Region annotation entries:
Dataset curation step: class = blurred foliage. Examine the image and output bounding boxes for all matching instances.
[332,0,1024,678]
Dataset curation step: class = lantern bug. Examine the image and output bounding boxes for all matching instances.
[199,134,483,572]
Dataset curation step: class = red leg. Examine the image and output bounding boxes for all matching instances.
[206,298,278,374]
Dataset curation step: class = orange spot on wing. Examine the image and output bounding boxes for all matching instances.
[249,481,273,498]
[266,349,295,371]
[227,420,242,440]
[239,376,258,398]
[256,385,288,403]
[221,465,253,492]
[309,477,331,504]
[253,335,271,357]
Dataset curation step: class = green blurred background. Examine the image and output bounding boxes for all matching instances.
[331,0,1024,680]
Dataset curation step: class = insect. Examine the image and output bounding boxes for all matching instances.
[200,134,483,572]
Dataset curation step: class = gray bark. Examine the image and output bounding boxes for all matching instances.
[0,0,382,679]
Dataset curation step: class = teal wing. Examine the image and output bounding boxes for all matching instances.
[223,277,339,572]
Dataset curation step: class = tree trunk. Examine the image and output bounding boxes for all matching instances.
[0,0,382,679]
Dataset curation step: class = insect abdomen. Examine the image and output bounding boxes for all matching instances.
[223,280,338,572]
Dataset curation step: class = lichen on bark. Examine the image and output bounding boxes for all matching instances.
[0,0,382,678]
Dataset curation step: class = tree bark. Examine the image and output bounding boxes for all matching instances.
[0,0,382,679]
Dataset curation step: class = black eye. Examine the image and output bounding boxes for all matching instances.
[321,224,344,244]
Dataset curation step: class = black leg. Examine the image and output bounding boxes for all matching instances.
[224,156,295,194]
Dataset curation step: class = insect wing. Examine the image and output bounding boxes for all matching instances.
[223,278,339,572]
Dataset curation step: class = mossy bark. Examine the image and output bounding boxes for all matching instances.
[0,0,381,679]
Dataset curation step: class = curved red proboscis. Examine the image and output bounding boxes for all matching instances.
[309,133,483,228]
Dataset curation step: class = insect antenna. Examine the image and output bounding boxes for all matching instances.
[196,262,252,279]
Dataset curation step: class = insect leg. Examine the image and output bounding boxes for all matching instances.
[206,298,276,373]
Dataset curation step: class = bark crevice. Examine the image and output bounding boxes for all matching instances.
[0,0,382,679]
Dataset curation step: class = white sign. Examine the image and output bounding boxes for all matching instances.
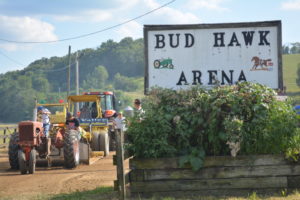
[144,21,282,91]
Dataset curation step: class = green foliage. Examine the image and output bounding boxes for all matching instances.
[83,66,108,90]
[114,73,143,92]
[0,38,144,122]
[127,82,299,170]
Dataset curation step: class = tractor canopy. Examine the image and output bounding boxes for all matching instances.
[33,103,68,124]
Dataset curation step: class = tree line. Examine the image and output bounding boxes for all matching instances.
[0,37,144,122]
[282,42,300,54]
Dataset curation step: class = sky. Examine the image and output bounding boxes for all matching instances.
[0,0,300,74]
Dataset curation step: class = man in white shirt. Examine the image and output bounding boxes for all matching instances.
[37,106,51,156]
[37,106,51,138]
[114,112,126,131]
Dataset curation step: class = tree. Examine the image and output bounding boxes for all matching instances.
[114,73,139,92]
[296,63,300,87]
[32,76,50,93]
[83,66,109,89]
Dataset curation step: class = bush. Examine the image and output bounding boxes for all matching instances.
[127,82,299,170]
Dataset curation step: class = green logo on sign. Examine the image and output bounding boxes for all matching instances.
[153,58,174,69]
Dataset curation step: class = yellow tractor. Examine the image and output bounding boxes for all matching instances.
[68,95,109,156]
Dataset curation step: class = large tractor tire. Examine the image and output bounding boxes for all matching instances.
[8,132,19,169]
[64,130,79,168]
[18,150,27,174]
[99,133,109,157]
[91,132,100,151]
[108,131,117,151]
[28,149,36,174]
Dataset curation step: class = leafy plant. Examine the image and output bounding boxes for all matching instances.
[127,82,300,170]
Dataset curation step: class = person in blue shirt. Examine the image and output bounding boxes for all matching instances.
[294,105,300,115]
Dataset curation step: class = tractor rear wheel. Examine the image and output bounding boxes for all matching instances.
[108,131,117,151]
[92,132,100,151]
[99,133,109,157]
[64,130,79,168]
[18,150,27,174]
[28,149,36,174]
[8,132,19,169]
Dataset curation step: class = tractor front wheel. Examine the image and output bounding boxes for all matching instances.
[8,132,19,169]
[92,132,100,151]
[28,149,36,174]
[99,133,109,157]
[18,150,27,174]
[64,130,79,168]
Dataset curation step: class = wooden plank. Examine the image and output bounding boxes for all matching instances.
[287,175,300,189]
[114,173,130,191]
[113,152,132,165]
[131,188,284,199]
[129,155,288,169]
[130,176,287,192]
[130,165,300,181]
[129,169,144,182]
[115,129,126,200]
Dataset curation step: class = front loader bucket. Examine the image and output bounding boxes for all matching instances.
[79,142,104,165]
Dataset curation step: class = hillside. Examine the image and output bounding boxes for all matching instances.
[0,37,144,123]
[0,38,300,123]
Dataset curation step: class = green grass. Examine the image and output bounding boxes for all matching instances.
[0,124,17,145]
[22,187,300,200]
[282,54,300,94]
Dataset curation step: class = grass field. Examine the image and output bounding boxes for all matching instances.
[0,124,17,145]
[7,187,300,200]
[282,54,300,93]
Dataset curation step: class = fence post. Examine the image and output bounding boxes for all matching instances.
[116,129,126,200]
[3,129,6,144]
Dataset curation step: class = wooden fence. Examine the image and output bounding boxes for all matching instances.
[0,126,17,148]
[114,132,300,199]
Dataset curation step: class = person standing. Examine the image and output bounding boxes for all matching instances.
[66,112,80,131]
[37,106,51,138]
[113,112,126,131]
[37,106,51,157]
[134,99,144,120]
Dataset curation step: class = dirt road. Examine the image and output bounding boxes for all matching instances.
[0,149,116,199]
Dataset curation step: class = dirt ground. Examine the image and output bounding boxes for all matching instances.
[0,149,116,199]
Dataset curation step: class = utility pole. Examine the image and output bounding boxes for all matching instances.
[75,51,79,113]
[67,45,71,99]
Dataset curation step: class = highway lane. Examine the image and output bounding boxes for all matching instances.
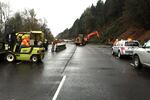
[0,44,150,100]
[57,45,150,100]
[0,44,76,100]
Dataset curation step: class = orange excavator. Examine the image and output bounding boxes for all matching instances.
[75,31,100,45]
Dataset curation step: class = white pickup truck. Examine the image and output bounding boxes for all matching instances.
[133,40,150,69]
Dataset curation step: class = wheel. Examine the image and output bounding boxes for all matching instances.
[6,53,15,62]
[133,55,142,69]
[31,55,39,63]
[118,51,122,58]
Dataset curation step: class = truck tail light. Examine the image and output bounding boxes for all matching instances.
[121,47,125,51]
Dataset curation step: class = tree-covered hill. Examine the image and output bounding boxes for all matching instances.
[57,0,150,43]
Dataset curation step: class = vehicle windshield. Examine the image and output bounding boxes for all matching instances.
[125,42,139,46]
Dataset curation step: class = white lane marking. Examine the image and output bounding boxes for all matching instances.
[130,63,134,66]
[52,75,66,100]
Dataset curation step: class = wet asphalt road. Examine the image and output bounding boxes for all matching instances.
[0,44,150,100]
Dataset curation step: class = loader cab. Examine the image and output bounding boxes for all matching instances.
[6,31,45,62]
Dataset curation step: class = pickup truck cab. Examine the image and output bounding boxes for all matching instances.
[112,40,140,58]
[133,40,150,69]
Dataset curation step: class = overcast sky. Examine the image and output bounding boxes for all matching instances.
[0,0,105,36]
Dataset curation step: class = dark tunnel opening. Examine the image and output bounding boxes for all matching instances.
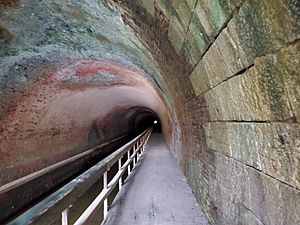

§ **Your instructions**: Collect each line above that contains the string "loader" with the same capitalization, and copy those lines in full.

§ **Final answer**:
Dataset curation step: class = front loader bucket. Examine the image and output bounding boxes for all matching instances.
Dataset curation step: class = loader cab. Examine the image and output bounding boxes for all matching instances.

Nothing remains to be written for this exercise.